Set exercise A:
From the Kringla recipe below, list each ingredient that goes into the stand mixer bowl in the first step.
Set exercise B:
In the Kringla recipe below, shorten the paragraph that begins "Kringla is not the same as Kringle" and keep its main facts.
Set exercise C:
Pick up the Kringla recipe below right after its last sentence and write the next part.

Document passage:

Kringla is not the same as Kringle, which is a Scandinavian coffee cake made with ground almonds and a powdered sugar frosting. Kringla (with an “A”) is a soft cookie that is almost like a sweet bread. It is made in a figure eight shape and is meant to be very plain.

I have never made this recipe before I developed this one, although my paternal grandmother used to make it a lot. I always thought it was kind of boring when I was young, but I have come to appreciate the simplicity and flavor of this traditional cookie.

You can also toast these cookies and spread them with butter. They are great for a snack with coffee.

Steps

1
Done

It's easiest to use a stand mixer with this recipe, because it makes a lot of dough. Put the sour cream, heavy cream, melted butter, sugar, egg, and vanilla into the stand mixer bowl and beat for 1 minute.

2
Done

Add the flour, about a cup at a time, along with the baking powder, baking soda, and salt. The dough will be quite soft.

Raw records:
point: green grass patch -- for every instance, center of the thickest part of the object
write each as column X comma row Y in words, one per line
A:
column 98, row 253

* * *

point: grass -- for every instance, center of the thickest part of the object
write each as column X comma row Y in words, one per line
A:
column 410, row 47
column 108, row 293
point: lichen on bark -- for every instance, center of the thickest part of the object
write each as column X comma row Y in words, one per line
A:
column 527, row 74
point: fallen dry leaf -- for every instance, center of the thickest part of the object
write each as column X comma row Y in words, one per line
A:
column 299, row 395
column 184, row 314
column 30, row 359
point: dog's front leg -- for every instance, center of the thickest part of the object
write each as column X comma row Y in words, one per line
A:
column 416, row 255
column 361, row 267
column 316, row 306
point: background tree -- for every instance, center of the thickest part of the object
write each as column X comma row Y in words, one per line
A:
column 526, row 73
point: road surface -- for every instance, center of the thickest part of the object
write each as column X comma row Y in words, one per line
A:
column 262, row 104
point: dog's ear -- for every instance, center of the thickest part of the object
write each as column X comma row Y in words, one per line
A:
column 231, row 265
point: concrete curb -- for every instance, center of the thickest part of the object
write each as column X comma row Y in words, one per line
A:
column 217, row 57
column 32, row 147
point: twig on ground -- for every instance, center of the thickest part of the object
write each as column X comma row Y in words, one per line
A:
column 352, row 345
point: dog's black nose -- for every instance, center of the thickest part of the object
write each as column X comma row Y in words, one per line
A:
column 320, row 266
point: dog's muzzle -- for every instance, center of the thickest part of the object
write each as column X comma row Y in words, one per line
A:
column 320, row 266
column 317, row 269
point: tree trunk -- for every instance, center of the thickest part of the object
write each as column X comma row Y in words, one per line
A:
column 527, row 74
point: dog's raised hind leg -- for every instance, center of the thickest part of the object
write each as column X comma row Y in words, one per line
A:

Reply A:
sour cream, heavy cream, melted butter, sugar, egg, vanilla

Reply B:
Kringla differs from Kringle, a Scandinavian coffee cake made with ground almonds and powdered sugar frosting. Kringla is a soft, very plain, figure-eight cookie that is close to a sweet bread.

Reply C:
3
Done

Cover the dough and chill it overnight.

4
Done

When you're ready to bake, preheat the oven to 400°F.

5
Done

Divide the dough into four pieces. Divide each piece into 8 small balls.

6
Done

Roll each ball on a lightly floured surface to an 8" rope, making sure it's as even as possible. Form the rope into a figure eight and seal the ends.

7
Done

Put eight Kringlas on one cookie sheet. Bake for 8 to 12 minutes or until the cookies are light brown. Remove immediately to a wire rack to cool.

8
Done

Store the Kringla in an airtight container at room temperature.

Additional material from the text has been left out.